RECORDS FOR THIS TASK:
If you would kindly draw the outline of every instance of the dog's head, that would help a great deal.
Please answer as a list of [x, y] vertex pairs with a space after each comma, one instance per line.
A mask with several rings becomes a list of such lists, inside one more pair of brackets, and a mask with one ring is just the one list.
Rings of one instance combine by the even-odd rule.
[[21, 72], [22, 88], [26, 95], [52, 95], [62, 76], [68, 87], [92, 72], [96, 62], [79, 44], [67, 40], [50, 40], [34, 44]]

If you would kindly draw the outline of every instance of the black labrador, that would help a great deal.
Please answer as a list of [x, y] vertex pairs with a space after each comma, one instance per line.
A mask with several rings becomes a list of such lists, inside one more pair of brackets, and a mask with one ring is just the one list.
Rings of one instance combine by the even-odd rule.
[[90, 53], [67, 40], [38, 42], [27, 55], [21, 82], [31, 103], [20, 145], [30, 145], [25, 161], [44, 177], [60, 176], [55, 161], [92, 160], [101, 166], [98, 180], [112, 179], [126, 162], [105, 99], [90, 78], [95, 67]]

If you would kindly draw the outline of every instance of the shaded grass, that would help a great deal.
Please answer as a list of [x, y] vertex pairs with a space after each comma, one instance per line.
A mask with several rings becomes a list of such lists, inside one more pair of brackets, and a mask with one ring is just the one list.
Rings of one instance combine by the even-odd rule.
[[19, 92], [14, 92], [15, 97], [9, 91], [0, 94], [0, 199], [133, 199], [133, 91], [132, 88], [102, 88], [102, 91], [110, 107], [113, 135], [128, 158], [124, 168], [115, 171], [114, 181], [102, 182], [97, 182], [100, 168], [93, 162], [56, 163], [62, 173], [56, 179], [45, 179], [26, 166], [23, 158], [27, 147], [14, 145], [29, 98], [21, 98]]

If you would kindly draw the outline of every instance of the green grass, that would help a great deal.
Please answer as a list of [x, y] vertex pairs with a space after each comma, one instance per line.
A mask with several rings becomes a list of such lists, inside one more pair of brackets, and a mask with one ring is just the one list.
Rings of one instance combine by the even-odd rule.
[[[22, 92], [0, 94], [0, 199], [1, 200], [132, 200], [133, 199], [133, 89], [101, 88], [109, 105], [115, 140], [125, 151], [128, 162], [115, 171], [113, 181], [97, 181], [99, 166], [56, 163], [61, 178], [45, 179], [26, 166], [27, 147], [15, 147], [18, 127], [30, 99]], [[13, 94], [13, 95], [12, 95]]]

WORK INSTRUCTIONS: Copy the listing above word for word, including every line of it.

SOLVED EXERCISE:
If you would kindly draw the outline of every instance of the dog's head, that would help a great deal.
Please answer as a list of [x, y] vertex pairs with a space after each comma, one instance per line.
A mask with several rings becomes a list of such lists, inside one more pair of brackets, and a mask with one ring is just the one list.
Rings of one instance combine by the even-odd rule.
[[21, 72], [22, 88], [26, 95], [52, 95], [62, 76], [68, 87], [92, 72], [96, 62], [79, 44], [67, 40], [50, 40], [34, 44]]

If you would kindly draw the outline of every instance of the black labrador, that would help a great deal.
Please answer as a list of [x, y] vertex pairs with a space after each comma, one instance per line.
A mask with several rings becomes a list of such lists, inside one more pair of brackets, and a mask with one ring is just the one list.
Rings of one instance combine by the even-odd rule.
[[90, 53], [67, 40], [38, 42], [27, 55], [21, 82], [31, 103], [20, 145], [30, 145], [25, 161], [44, 177], [60, 176], [55, 161], [92, 160], [101, 166], [98, 180], [112, 179], [126, 162], [105, 99], [90, 78], [95, 67]]

If you would kindly draw the outline of every instance of the shaded grass, that would help a great deal.
Please answer as a list of [x, y] vertex pairs with a space after each comma, one instance per line.
A mask with several rings becomes a list of such lists, inside one more pair of brackets, and a mask with one ring is just the one list.
Rings of one instance combine by the even-odd rule.
[[19, 92], [14, 92], [15, 97], [9, 91], [0, 94], [0, 199], [133, 199], [133, 91], [132, 88], [102, 88], [102, 91], [110, 107], [113, 135], [128, 158], [124, 168], [115, 171], [114, 181], [102, 182], [97, 182], [100, 168], [93, 162], [56, 163], [62, 173], [56, 179], [45, 179], [26, 166], [23, 158], [27, 147], [14, 145], [29, 98], [21, 98]]

If you would kindly draw the outline of every instance of the green grass, that would help a great deal.
Please answer as a list of [x, y] vertex pairs with a space after each comma, one instance per line.
A mask with several rings becomes a list of such lists, inside one more pair of brackets, and a mask with one ring is just the one list.
Rings of one instance combine by the even-odd rule.
[[[22, 92], [0, 94], [0, 199], [1, 200], [132, 200], [133, 199], [133, 89], [101, 88], [109, 105], [115, 140], [125, 151], [128, 162], [115, 171], [113, 181], [97, 181], [99, 166], [56, 163], [61, 178], [45, 179], [26, 166], [27, 147], [15, 147], [18, 127], [30, 99]], [[13, 94], [13, 95], [12, 95]]]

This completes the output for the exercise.